**WHAT NEEDS TO BE DONE:**
Answer these from the VIMPAC page:
1. What FPS does it suggest for extraction when preparing pre-training data?
2. In which file should `VIDEO_CODE_PATHS` and `VIDEO_ANNO_PATHS` be specified if different paths are used?
3. Under which directory should the pre-trained weights be extracted?

**EXTRACT TO READ:**
(begin)

# VIMPAC: Video Pre-Training via Masked Token Prediction and Contrastive Learning


## Data Preprocessing
Please refer to [video2token](video2token) folder for the detailed README file.

For pre-training, the dataset is usually large, and we suggest to use `FPS=2` during extraction.
For downstream tasks, we suggest using `FPS=16` that enables a higher frame rate for short videos.

We recommend to store the data locally at  `data/video_tokens`.
If different paths are used, please specify the path of `VIDEO_CODE_PATHS` and `VIDEO_ANNO_PATHS` in [vimpac/data.py](vimpac/data.py).


## Pre-Trained Weights
We provide the pre-trained weights with their links.
Please download the pre-trained weight and extract them under `snap/`.

(end)

**LISTED ENTRIES:**
(begin)

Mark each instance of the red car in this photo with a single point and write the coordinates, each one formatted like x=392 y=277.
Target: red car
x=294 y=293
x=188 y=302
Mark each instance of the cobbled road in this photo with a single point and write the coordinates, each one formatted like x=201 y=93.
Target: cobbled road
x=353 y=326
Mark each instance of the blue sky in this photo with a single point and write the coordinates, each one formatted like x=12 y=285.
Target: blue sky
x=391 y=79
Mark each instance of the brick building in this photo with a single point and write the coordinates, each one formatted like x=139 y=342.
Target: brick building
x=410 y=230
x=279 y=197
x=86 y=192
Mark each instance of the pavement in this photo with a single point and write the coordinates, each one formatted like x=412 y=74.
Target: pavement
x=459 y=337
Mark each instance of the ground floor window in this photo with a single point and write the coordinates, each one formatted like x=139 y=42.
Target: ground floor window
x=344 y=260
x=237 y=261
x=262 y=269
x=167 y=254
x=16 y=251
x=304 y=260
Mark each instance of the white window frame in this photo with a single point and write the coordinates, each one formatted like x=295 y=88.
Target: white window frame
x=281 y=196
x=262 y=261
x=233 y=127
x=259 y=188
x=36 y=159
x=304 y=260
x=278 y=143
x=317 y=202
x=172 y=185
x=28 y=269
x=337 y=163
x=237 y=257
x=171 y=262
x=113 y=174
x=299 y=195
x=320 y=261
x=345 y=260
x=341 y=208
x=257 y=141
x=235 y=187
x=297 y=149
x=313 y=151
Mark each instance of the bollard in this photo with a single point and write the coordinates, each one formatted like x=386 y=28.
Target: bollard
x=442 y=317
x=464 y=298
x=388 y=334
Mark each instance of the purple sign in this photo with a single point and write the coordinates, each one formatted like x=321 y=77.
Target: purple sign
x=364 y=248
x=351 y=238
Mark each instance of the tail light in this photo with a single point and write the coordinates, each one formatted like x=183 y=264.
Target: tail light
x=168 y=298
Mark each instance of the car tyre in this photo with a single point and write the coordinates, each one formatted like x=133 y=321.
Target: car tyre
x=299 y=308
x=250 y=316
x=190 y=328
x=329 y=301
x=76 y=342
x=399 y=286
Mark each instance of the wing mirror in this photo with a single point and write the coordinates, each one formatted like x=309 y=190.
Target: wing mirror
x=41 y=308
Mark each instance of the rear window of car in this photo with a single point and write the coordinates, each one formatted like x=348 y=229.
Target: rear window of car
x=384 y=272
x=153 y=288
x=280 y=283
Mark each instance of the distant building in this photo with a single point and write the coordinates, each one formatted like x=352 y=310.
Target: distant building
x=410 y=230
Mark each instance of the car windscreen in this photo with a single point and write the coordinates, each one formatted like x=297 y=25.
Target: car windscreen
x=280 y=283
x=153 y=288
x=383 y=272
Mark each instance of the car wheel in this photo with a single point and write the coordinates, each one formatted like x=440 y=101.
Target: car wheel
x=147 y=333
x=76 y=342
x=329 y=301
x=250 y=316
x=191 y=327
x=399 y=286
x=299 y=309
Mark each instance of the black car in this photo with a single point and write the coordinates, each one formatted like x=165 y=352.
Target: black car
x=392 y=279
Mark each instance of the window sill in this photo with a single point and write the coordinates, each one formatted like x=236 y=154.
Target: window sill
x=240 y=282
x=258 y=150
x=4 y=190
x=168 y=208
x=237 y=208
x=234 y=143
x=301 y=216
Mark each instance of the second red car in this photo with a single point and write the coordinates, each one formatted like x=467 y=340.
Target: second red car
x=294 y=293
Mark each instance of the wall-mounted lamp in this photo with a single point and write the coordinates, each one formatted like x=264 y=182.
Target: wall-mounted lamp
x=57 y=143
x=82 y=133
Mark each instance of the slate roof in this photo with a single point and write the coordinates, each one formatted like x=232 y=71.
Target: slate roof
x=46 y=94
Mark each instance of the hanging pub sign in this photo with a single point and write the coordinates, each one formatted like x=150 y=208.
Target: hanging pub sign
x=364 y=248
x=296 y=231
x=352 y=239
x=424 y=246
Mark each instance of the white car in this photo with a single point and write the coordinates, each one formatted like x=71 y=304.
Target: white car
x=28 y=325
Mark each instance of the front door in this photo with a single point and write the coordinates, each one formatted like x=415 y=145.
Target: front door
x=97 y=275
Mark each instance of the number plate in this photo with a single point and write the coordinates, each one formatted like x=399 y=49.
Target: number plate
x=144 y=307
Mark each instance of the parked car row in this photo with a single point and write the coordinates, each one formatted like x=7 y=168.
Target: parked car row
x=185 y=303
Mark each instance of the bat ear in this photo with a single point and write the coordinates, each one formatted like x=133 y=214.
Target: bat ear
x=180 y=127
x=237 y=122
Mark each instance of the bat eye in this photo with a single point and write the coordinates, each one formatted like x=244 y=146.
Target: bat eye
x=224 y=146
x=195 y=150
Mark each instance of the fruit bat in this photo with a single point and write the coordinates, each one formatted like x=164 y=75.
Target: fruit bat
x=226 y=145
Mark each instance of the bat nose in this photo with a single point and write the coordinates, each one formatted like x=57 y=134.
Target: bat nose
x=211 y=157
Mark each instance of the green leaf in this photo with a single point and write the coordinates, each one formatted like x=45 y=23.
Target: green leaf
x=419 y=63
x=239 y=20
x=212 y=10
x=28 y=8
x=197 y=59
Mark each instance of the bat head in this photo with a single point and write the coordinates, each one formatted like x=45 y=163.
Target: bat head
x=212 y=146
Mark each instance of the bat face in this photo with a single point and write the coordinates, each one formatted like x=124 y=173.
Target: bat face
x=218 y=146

(end)

**THE COMPLETED TASK:**
1. `FPS=2`
2. `vimpac/data.py`
3. `snap/`